▸ Exercise:
Write out all of the records below precisely as given, omitting the images.

▸ Data to examine:
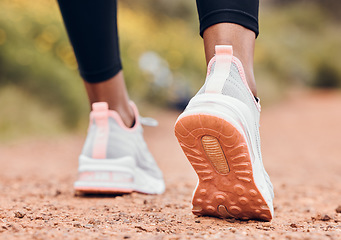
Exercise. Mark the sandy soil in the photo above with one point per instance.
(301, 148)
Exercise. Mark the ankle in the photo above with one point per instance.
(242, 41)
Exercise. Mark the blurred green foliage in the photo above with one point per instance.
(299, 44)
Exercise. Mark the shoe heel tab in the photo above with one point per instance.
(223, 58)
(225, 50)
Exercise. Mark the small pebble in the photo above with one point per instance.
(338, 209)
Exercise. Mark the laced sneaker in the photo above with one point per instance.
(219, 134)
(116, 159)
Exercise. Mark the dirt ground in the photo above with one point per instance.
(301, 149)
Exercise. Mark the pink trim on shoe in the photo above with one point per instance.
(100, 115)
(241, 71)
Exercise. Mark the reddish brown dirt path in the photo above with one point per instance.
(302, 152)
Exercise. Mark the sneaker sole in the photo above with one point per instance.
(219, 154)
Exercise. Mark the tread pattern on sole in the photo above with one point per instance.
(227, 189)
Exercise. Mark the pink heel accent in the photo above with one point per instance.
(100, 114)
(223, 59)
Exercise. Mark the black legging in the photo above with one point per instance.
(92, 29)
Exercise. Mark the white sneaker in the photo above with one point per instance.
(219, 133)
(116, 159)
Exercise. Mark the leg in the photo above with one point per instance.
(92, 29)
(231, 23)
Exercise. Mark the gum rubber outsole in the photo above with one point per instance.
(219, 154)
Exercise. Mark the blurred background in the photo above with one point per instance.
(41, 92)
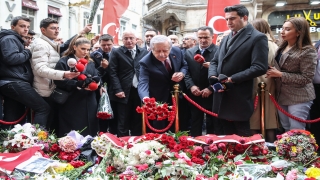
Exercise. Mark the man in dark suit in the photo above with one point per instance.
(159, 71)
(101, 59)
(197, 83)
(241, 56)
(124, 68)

▸ Solution to this exercise:
Exercise. Mark the sandy soil in the photo above with one point per instance.
(301, 148)
Exercise. Mark the ankle in the photo above with one point per instance.
(242, 41)
Exercise. Mark the blurred green foliage in the photo above with one point per instance.
(299, 44)
Exercise. Mark the shoe heel tab in the photo above with one point per instance.
(223, 58)
(225, 50)
Exercise. Mark the small pebble in the photo above with one point per instance.
(338, 209)
Exercise. Mark the laced sneaker in the photo above with one point per instance.
(219, 134)
(116, 159)
Exercise. Mark the dirt ground in the photo above with one point per instance.
(301, 149)
Exercise. Mark the pink trim on shoe in the photo above with one point per instance.
(100, 115)
(241, 71)
Exercise. Mark the reddish brown dirt path in the photo above with one point per instance.
(302, 152)
Exercise. Mark the sneaker sole in the photo above with one point per instance.
(219, 154)
Exercise. Mark the tread pattern on sole in the photo above with one point per instance.
(227, 189)
Exercise. Mark the pink heel accent in the photo above with one point per instance.
(100, 114)
(223, 59)
Exercise. Mark the black legging in the photo above with one point per instance.
(92, 29)
Exercise. Mark the white sneaker in the photo above with one point per instance.
(219, 133)
(116, 159)
Exercise. Mark the leg in the photo above with one point per instance.
(92, 29)
(231, 23)
Exercise. Mark the gum rubber outsole in the photo above with one point per instance.
(219, 154)
Exercise. Mark the blurred background in the photo above with one point per instance.
(41, 92)
Exercise. Mark the man in dark suit in the photo above with one point per instance.
(159, 71)
(101, 59)
(197, 83)
(241, 56)
(124, 68)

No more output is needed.